## COMPITI
(a) Puoi ripetere parola per parola il passo del brano sul sale in Sicilia compreso tra "La cucina del" e "soprattutto di sale.", estremi inclusi?
(b) Quali cibi arrivavano sulla mensa contadina con un monotono sapore di sale, secondo il brano sul sale in Sicilia?
(c) Riprendi il brano sul sale nella cucina siciliana e proseguilo a partire dall'ultima frase riportata.

### BRANO DA LEGGERE

La cucina del popolo, in Sicilia, ha sempre avuto il sapore del sale, è sempre stato così, fin dalla notte dei tempi, d’altronde che volete, la storia dell’isola parla chiaro. Il cibo conservato sotto sale, si manteneva nel tempo, e se il dolce, quaggiù, per tanto tempo denoterà la cucina d’èlite, la cucina aristocratica per intenderci, quella del popolo sapeva soprattutto di sale.
Il dolce del ricco e il sale del povero. Il signore che mangia cibi freschi, e il contadino no. E così nella storia gastronomica isolana le carni, i pesci, i formaggi, le verdure arrivavano sulla mensa contadina con un monotono sapore di sale. La grande sete che ne derivava contribuirà, certo, a spiegare l’uso di vino che ha accompagnato per secoli il consumo di cibo.
In passato il sale era come l’oro, proprio così, tanto da essere considerato come una vera e propria moneta di scambio nel baratto, non dimentichiamo che gli stessi soldati dell’impero romano venivano pagati con il sale. E se le parole hanno tutte una loro storia, un loro significato, un loro perché, il termine “salario” deriva proprio da sale.
Il cuore della nostra bella Sicilia, è attraversato da un fiume, il Salso, per l’appunto “salato”. È dalle parti di Capodarso, che esso passa imperterrito attraverso canyon di rara bellezza, e trasporta sé stesso perennemente sporco di sale misto a zolfo. È proprio a Terrapelata che vivevano i minatori, nient’altro che schiavi sottopagati delle “pirere”, le miniere per intenderci, uno spacco di terra talmente arsa dal sole, da prendere il nome di terra pelata… Tra le vette delle Madonie, lassù in alto in alto, c’era Petralia con il suo sale, era quasi irraggiungibile e sembrava una cattedrale. Allora ci si muoveva a dorso di mulo con i sacchi carichi di sale, arrampicandosi tra i sentieri impervi delle montagne, il sale veniva commercializzato con il sudore della fronte e l’arsura del sole.

######
### INFORMAZIONI ESTRATTE

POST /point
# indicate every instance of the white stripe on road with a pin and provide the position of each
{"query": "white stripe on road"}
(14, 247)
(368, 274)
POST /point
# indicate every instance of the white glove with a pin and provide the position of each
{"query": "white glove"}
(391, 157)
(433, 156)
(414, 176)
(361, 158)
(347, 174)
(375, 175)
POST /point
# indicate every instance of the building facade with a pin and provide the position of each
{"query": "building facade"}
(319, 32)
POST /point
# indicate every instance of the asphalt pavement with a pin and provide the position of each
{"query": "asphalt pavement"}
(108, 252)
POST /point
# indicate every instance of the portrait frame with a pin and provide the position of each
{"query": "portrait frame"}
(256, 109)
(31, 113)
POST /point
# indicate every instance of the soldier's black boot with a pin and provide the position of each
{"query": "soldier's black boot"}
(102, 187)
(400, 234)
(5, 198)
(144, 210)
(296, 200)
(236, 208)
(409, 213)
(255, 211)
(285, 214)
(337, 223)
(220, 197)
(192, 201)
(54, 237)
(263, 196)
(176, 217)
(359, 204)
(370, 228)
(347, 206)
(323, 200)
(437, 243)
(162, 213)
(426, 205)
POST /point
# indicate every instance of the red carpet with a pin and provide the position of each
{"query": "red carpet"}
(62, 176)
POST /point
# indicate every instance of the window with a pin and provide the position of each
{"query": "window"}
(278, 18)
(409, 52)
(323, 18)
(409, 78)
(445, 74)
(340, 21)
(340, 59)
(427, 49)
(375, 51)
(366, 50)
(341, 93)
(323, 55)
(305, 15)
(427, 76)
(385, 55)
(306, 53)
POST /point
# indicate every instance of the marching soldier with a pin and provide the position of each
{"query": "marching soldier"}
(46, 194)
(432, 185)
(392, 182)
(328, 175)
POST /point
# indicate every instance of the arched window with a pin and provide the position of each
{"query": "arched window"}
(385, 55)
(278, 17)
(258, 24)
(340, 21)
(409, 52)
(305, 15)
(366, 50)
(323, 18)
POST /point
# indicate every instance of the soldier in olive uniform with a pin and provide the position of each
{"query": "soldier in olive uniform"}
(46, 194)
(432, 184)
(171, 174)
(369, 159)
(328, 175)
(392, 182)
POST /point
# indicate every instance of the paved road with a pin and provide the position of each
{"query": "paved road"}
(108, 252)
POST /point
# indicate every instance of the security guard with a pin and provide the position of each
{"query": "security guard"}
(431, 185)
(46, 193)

######

## SOLUZIONI DEI COMPITI
(a)
La cucina del popolo, in Sicilia, ha sempre avuto il sapore del sale, è sempre stato così, fin dalla notte dei tempi, d’altronde che volete, la storia dell’isola parla chiaro. Il cibo conservato sotto sale, si manteneva nel tempo, e se il dolce, quaggiù, per tanto tempo denoterà la cucina d’èlite, la cucina aristocratica per intenderci, quella del popolo sapeva soprattutto di sale.

(b) Le carni, i pesci, i formaggi e le verdure.

(c)
Certo che possedere uno “scecco”, un asino insomma, era una gran fortuna, non dimenticando che per tanto tempo fu l’unico mezzo di trasporto. Possedere uno scecco, insomma, rappresentava “la possibilità di farcela” e faceva veramente la differenza tra essere un benestante ed un morto di fame. Il sale in Sicilia veniva estratto anche nelle miniere di Racalmuto e Realmonte, e se ulivi, viti e ficodindia erano il paesaggio del territorio soprastante, sotto, nelle viscere della terra, alla vista di pochi, c’era un grande teatro fatto di sale. La Sicilia e il suo sale, montagna e mare, il sotto ed il sopra, ad alternarsi come una contro-danza i meravigliosi mulini a vento di Mozia, i cumuli bianchi di Favignana, le affascinanti gallerie sotterranee di Pasquasia tra Enna e Caltanissetta. Il tempo passa per tutti, anche per lui, ci riferiamo al nostro Mediterraneo, che con i suoi sollevamenti tettonici, i terremoti, le erosioni, con il cambiare della sua stessa salinità, ha dato vita, in Sicilia, ad un mondo, fatto tutto di sale.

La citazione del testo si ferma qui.